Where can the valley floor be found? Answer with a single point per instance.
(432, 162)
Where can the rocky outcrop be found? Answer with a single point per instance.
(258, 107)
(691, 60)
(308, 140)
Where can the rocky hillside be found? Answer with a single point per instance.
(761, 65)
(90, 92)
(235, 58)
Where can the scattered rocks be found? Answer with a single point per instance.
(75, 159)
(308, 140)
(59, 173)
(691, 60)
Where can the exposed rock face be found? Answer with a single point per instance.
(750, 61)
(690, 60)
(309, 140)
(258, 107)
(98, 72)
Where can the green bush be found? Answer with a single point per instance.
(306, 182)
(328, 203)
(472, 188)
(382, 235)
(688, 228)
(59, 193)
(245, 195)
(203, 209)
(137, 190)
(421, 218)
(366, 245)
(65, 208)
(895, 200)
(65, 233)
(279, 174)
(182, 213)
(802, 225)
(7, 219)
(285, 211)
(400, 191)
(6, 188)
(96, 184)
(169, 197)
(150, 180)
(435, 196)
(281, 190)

■ **Written exercise**: Copy out the data above line for line, with no changes.

■ **Solution to this problem**:
Where can the valley floor be found? Answer with a single point per instance.
(432, 162)
Where can the rocky outcrop be found? Answer with a single point per instance.
(258, 107)
(691, 60)
(308, 140)
Where can the rocky hillside be found? Answer with a single point per instance.
(761, 65)
(90, 92)
(235, 58)
Where can the scattered rocks be found? Answer with a single point per instance.
(75, 159)
(308, 140)
(59, 173)
(691, 60)
Where can the exposed rock face be found? Answer with a single point per instance.
(750, 61)
(690, 60)
(309, 140)
(258, 107)
(98, 72)
Where can the green bush be found? Answer with a single point per instance.
(306, 182)
(328, 203)
(472, 188)
(382, 235)
(688, 228)
(59, 193)
(245, 195)
(203, 209)
(137, 190)
(421, 218)
(366, 245)
(65, 208)
(895, 200)
(65, 233)
(279, 174)
(182, 213)
(802, 225)
(7, 219)
(285, 211)
(400, 191)
(6, 188)
(96, 184)
(169, 197)
(150, 180)
(435, 196)
(281, 190)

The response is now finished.